- [Page text]

○ ○ ○ ○ ○

Government to cut StB pensions – but calls made to aid victims more
The Czech government plans to cut the old-age pensions of senior communist-era secret police officers. While the idea is welcomed by some, calls have also been made to do more for the victims of the former regime, many of whom are on very low pensions.
As an opposition MP, Marian Jurečka of the Christian Democrats last year put forward a bill to reduce the pensions of senior officers of the dreaded communist-era secret police, the State Security, or StB.
That attempt failed. Now, however, Mr. Jurečka is minister of labour and social affairs – and he told Czech Television that he was still working on the idea.
“I plan that an amendment that we are working on, and which will come into force in January 2023, will include what I proposed before.
"We plan that really prominent representatives of the Communist regime, leading StB officers and the like, will have their pensions reduced.”
Mr. Jurečka said the proposal was being fine tuned with the Institute for the Study of Totalitarian Regimes, which does research into the records of that era. Between 5,000 and 7,000 people are likely to be affected, he said.
One person who has long been advocating such a move is Mikuláš Kroupa. He is the founder of Paměť národa, a group that documents the stories of people who experienced the Nazi and Communist regimes at first hand.
Mr. Kroupa says reducing StB officers’ pensions is a “very positive and correct step”.
“But of course it should have happened a lot earlier.
"There is a whole generation of pensioners, especially those who in the 1950s stood up to the criminal regime, which threw them into labour camps, uranium mines and jails for many years…
"Today these people are around 90. Most don’t only suffer from the years they were locked up – many couldn’t later carry out their professions, in which they would have received adequate financial compensation.”
With pensions linked to long-term salary levels, many victims of the Communists do not enjoy decent retirements. Mikuláš Kroupa continues.
“The regime treated these people as the lowest group, who were allowed to do only the toughest jobs.
"For 40 years we had Battle of Britain aviators working in construction, we had soldiers from the fronts with university degrees working in warehouses.
"Many of them are now dead, but their widows also have low pensions because the regime targeted them too.”
Mr. Kroupa says therefore that alongside efforts to cut leading communist-era security officers’ pensions, more must be done to ensure that their victims receive better pensions, as well as practical benefits such as home meal deliveries.
The Slovak Parliament last year approved legislation reducing the pensions of communist regime security personnel.
Prime Minister Eduard Heger said this corrected a “terrible contrast” between the unjustifiably high pensions of those who persecuted people and the low ones of those who were persecuted.

○ ○ ○ ○ ○

- [What is needed]
Transcribe the stretch of the StB pensions article from "As an opposition" through "Security, or StB.", word for word.

- [Source material]
○ ○ ○ ○ ○

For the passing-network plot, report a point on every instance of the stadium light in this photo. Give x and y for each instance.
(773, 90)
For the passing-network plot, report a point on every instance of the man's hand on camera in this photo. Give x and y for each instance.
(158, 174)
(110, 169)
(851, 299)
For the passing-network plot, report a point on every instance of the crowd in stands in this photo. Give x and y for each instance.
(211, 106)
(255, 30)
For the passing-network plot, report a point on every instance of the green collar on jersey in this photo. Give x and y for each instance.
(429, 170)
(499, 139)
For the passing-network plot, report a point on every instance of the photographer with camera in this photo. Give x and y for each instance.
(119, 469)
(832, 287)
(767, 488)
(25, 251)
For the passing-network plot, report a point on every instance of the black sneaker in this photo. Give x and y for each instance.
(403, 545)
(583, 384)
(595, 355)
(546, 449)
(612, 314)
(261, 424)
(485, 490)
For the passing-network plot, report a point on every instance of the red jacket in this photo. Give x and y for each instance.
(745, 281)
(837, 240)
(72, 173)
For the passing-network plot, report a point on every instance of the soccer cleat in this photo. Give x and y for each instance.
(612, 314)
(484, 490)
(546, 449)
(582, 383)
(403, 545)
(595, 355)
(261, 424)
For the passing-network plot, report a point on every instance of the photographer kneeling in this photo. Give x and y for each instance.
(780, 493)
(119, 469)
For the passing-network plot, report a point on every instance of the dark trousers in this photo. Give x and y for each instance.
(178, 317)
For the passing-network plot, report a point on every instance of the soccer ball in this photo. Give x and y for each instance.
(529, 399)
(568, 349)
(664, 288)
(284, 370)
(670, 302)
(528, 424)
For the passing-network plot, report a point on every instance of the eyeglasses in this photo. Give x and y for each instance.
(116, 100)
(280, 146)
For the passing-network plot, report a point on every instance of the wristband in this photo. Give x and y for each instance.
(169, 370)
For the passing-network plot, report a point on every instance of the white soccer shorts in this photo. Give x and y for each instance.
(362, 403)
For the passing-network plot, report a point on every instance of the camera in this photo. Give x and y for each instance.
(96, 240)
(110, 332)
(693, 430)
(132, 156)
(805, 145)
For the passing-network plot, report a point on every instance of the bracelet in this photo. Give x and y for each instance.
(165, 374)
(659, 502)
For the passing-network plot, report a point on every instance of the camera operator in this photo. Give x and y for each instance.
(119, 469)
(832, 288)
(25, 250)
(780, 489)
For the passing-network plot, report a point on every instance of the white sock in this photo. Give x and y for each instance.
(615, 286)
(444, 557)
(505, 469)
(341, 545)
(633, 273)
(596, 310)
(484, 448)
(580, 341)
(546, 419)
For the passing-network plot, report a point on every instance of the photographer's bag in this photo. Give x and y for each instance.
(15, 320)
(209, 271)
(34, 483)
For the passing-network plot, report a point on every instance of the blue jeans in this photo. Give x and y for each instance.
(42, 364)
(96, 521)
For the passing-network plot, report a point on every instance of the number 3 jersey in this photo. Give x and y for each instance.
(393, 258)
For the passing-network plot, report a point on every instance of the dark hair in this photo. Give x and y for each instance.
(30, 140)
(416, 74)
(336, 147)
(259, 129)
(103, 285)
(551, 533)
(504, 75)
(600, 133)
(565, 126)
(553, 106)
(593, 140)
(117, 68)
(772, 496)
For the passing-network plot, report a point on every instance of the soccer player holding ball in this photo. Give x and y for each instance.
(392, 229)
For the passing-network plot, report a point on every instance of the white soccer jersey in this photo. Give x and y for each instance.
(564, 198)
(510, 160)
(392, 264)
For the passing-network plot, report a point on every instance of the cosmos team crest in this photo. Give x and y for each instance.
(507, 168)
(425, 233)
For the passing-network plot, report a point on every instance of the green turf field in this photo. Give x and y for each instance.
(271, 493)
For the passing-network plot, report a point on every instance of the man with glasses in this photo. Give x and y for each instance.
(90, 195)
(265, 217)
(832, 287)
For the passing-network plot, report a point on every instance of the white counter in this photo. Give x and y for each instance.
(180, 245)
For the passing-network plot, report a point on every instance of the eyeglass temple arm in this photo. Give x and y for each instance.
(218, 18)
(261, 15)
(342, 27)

○ ○ ○ ○ ○

- [Response to the exercise]
As an opposition MP, Marian Jurečka of the Christian Democrats last year put forward a bill to reduce the pensions of senior officers of the dreaded communist-era secret police, the State Security, or StB.